**PROVIDED TEXT**

>> Start

Opinion
CASE NO. 12-cv-24106-JLK
11-21-2013
ORDER DENYING DEFENDANTS' AMENDED
MOTION FOR SUMMARY JUDGMENT
THIS CAUSE comes before the Court upon Defendants' Amended Motion for Summary Judgment (D.E. 55), filed September 3, 2013. The Court is fully briefed on the matter. The Court notes Defendants had previously filed a Motion for Summary Judgment which was fully briefed before Defendants filed the instant Motion. See D.E. 35, 41, 45. The instant Amended Motion includes all of the points raised in the original Motion. Therefore, the original Motion is now moot.
Plaintiff filed a Response on September 27, 2013 (D.E. 61) and Defendants Replied on October 7, 2013 (D.E. 65).
I. BACKGROUND
This is a Fair Labor Standards Act ('the FLSA") case and Florida Minimum Wage Act case involving overtime, prompt payment of minimum wage, and retaliatory discharge. D.E. 26. Plaintiff brings the case on behalf of herself and others similarly situated. Defendants are a corporate entity and three individuals.
Defendants move for summary judgment stating:
1) Plaintiff's minimum wage claim for liquidated damages fails because Plaintiff was paid in excess of the minimum wage and she was not paid so late as to create FLSA liability;
2) The retaliation claim fails because Plaintiff ended her employment voluntarily;
3) The overtime claim is barred because Plaintiff is exempt under the FLSA commissions exemption; and
4) Alternatively, the overtime claim is overstated because a two-year statute of limitations applies, Plaintiff cannot recover liquidated damages, and Plaintiff was an exempt administrative salaried person for a portion of the applicable period.

>> End

**RECORDS SUPPLIED**
>> Start

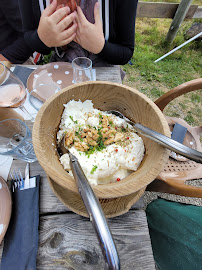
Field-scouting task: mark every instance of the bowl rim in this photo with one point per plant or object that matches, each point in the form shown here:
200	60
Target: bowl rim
102	191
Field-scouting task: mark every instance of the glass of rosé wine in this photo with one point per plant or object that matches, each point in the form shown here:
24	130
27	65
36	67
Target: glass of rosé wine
12	91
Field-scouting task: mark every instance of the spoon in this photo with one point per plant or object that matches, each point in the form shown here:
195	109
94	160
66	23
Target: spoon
162	139
94	210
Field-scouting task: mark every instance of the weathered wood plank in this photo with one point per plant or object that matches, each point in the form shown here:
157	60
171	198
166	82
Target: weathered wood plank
68	241
161	10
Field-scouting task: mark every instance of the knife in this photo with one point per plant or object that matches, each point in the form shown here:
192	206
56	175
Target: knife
26	183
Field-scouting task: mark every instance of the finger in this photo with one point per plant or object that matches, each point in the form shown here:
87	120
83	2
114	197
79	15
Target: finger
59	14
69	32
50	9
81	16
68	40
97	14
63	24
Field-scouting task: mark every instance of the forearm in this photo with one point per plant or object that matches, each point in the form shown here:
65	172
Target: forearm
33	41
30	24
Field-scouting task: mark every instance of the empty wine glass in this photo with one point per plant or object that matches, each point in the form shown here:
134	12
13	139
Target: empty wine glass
12	90
82	69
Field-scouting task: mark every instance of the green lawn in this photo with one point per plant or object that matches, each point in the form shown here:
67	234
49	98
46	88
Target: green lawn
154	79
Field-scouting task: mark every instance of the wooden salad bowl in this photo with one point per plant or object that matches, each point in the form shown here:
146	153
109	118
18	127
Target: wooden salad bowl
105	96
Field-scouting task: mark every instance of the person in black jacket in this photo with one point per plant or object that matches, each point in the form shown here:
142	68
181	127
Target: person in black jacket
107	38
12	44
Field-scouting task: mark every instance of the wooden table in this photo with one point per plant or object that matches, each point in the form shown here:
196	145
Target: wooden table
68	241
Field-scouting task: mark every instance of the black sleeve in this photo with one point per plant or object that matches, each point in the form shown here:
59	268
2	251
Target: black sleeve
30	14
16	50
120	51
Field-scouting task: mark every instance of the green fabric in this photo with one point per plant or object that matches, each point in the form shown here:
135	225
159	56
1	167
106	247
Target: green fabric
176	235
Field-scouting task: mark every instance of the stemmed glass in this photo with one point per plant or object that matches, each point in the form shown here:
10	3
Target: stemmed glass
12	90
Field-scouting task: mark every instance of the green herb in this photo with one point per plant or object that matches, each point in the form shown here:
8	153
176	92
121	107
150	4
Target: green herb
75	122
93	169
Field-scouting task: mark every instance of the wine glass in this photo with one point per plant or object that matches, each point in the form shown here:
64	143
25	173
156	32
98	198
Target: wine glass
12	90
82	69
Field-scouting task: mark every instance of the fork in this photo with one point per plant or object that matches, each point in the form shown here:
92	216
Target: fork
17	180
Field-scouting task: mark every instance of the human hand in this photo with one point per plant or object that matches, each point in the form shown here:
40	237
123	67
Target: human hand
57	27
90	36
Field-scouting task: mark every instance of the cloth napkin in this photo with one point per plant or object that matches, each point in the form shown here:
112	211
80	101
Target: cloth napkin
21	239
5	165
23	73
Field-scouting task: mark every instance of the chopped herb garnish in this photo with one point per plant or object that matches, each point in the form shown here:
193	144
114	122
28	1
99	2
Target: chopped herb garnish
75	122
93	169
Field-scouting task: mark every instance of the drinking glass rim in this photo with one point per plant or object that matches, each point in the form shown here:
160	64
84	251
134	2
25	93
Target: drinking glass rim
27	133
80	68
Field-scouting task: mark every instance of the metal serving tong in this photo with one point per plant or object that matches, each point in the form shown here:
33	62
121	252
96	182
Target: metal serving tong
94	210
162	139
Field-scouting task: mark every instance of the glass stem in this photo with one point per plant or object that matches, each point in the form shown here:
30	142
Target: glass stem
26	112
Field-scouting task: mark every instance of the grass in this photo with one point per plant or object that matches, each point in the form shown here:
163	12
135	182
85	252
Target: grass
155	79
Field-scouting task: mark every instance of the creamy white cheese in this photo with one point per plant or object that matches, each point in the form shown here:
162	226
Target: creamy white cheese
114	162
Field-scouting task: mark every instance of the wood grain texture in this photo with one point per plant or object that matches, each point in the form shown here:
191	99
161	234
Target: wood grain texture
68	242
49	202
111	207
105	96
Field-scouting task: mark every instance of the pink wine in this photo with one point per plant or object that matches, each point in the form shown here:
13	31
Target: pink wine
12	95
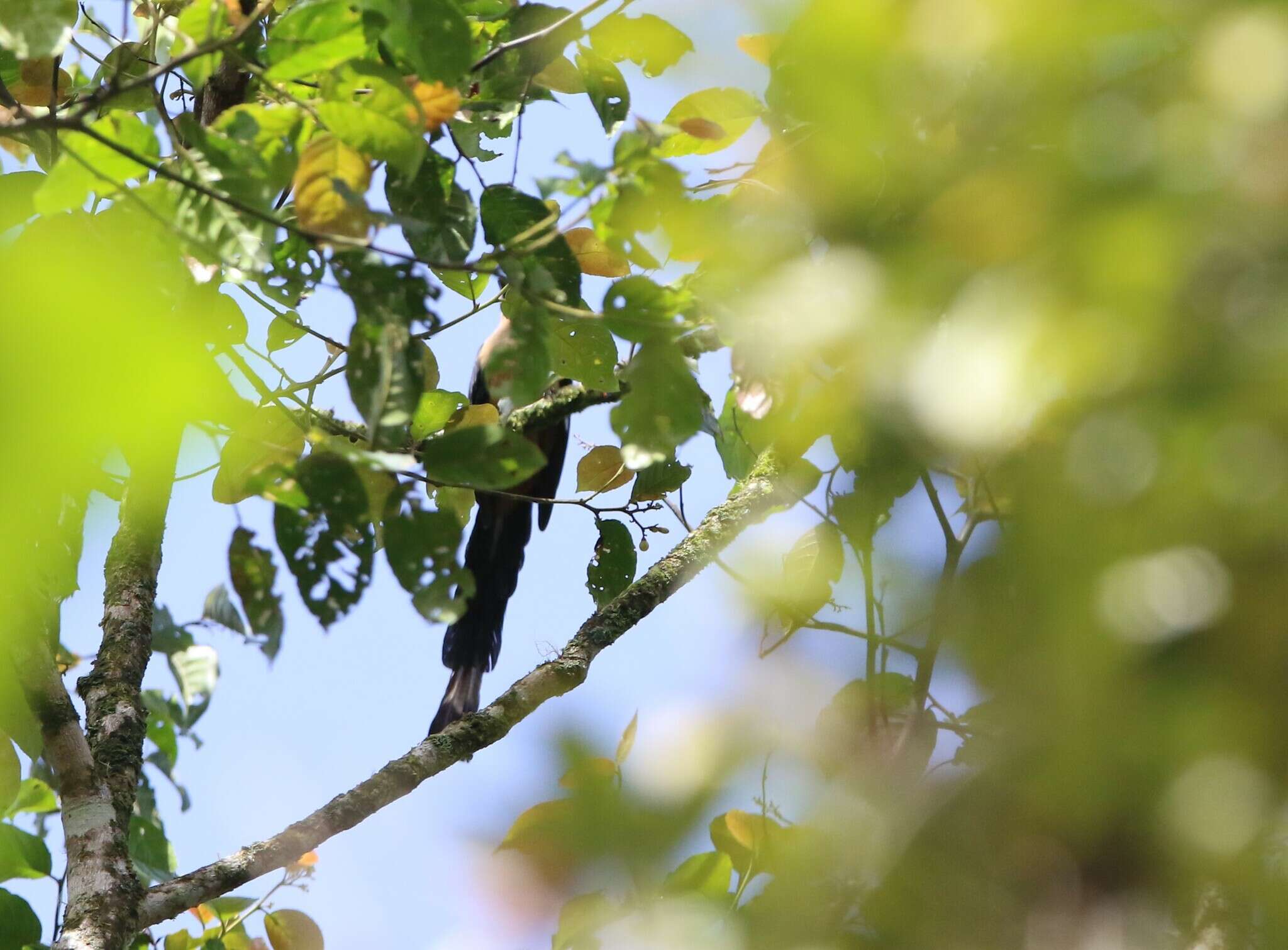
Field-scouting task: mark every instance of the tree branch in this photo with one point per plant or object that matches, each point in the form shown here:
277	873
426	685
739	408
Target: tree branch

>> End

**EXERCISES**
- 1) In the court order, why do Defendants say the retaliation claim fails?
- 2) Reproduce the passage of the court order from "I. BACKGROUND" up to and including "and three individuals.".
Rely only on the text; the records play no part here.

**SOLUTION LIST**
- 1) Plaintiff ended her employment voluntarily.

- 2)
I. BACKGROUND
This is a Fair Labor Standards Act ('the FLSA") case and Florida Minimum Wage Act case involving overtime, prompt payment of minimum wage, and retaliatory discharge. D.E. 26. Plaintiff brings the case on behalf of herself and others similarly situated. Defendants are a corporate entity and three individuals.